Referring expression data:
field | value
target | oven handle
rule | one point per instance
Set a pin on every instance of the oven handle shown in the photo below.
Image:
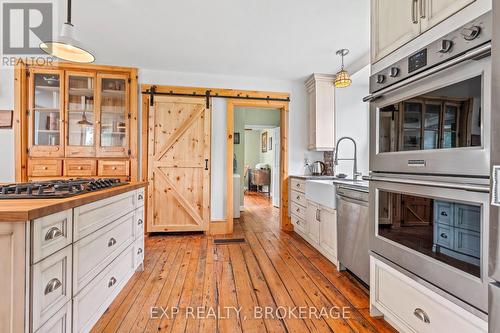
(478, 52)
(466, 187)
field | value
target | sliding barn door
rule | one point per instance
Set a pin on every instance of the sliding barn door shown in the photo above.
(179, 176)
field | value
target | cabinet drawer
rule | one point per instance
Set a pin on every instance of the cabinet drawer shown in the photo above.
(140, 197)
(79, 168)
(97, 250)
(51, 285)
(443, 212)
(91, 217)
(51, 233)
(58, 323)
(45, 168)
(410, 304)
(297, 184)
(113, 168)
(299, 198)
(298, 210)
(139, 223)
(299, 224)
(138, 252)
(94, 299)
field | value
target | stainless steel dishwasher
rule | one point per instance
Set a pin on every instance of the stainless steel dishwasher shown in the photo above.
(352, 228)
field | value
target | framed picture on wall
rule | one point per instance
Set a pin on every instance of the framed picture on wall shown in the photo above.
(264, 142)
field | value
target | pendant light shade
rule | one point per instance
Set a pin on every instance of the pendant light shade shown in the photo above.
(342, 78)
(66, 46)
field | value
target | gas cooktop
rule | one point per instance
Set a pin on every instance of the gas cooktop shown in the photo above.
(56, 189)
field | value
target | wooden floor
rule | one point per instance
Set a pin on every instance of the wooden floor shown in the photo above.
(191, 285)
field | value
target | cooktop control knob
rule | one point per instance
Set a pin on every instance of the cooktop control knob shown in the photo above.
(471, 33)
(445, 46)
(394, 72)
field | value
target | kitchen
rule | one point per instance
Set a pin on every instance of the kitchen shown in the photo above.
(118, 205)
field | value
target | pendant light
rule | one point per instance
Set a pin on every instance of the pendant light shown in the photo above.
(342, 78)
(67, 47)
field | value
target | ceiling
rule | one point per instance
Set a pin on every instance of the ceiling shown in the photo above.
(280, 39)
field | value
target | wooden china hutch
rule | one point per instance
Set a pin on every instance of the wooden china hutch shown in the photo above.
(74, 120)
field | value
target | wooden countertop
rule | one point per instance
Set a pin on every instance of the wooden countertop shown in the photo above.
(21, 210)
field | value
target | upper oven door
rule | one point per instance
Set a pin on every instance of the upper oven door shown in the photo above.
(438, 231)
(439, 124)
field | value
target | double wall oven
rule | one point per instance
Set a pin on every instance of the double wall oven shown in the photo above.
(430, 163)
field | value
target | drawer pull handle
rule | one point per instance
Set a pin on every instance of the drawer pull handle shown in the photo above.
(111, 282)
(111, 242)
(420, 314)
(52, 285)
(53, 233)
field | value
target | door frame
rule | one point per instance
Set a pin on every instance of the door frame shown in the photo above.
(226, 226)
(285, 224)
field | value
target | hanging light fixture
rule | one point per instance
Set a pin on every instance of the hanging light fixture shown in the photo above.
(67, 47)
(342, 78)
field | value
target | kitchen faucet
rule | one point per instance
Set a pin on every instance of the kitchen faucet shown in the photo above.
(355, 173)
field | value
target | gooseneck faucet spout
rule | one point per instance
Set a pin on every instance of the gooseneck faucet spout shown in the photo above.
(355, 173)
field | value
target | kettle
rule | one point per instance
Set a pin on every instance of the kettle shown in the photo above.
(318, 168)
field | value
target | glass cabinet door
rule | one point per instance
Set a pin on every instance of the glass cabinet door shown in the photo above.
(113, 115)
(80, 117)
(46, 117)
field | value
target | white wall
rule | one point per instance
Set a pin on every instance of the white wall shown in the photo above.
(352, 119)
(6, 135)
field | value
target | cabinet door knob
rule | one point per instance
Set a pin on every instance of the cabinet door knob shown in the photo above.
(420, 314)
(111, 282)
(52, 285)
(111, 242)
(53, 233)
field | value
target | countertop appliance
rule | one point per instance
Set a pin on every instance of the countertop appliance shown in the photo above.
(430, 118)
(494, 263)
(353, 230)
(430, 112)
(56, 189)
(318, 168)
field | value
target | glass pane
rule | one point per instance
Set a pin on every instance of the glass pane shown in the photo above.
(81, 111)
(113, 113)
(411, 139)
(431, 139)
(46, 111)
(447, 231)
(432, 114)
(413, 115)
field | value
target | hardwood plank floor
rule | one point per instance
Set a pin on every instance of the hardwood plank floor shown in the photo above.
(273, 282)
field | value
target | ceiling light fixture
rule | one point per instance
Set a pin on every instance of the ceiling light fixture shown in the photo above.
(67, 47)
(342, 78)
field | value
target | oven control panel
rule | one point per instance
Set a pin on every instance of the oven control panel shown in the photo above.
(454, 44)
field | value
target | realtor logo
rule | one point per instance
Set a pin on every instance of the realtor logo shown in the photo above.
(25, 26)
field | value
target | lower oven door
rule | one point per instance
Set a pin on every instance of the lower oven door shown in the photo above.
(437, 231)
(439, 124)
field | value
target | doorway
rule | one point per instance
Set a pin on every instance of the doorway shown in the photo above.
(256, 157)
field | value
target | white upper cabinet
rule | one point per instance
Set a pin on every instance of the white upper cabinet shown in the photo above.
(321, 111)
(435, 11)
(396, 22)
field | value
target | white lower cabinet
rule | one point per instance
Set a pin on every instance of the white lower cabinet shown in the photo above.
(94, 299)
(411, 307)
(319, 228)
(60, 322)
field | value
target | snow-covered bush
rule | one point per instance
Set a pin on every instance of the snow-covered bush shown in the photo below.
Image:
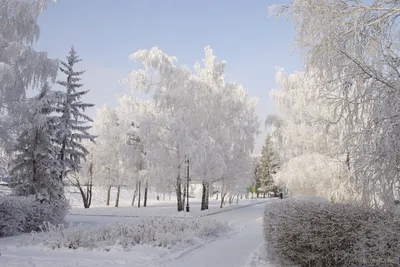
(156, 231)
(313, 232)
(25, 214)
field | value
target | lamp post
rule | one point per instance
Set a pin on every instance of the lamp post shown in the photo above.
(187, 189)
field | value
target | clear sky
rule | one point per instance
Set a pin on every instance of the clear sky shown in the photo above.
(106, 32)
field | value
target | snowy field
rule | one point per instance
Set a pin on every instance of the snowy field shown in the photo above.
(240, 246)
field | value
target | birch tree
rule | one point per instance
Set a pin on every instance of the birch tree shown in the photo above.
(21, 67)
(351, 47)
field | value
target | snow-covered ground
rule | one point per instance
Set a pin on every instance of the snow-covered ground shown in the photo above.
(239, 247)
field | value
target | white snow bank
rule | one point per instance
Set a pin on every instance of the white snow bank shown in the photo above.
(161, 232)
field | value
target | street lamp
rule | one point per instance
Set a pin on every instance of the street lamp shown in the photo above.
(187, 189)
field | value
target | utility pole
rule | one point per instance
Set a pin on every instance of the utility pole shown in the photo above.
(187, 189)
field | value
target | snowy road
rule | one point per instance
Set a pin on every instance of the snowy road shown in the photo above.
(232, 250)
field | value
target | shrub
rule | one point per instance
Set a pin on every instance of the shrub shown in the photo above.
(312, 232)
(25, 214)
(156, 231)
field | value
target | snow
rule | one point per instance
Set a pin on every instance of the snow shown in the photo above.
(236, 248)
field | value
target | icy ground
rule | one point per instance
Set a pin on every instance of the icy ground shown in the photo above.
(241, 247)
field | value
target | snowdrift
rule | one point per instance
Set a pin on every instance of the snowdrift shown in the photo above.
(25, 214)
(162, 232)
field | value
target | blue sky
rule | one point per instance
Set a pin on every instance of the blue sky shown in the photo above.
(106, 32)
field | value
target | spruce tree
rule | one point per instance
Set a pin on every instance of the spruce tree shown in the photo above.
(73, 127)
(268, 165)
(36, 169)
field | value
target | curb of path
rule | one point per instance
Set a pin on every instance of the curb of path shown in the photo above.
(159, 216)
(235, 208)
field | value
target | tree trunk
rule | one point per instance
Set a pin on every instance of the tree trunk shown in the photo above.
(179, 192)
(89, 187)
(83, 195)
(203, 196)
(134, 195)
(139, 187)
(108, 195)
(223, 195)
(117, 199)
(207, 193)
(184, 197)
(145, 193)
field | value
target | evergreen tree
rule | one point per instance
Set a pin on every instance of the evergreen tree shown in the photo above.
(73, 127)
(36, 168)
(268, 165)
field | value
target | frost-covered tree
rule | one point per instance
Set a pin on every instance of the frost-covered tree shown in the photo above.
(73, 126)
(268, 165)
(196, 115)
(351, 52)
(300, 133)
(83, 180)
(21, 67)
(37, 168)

## What this task involves
Wherever a line of the data holds "bush", copy that line.

## Exercise result
target | snow-covered bush
Set a pin on every instance of the snow-covered bush shown in the photo below.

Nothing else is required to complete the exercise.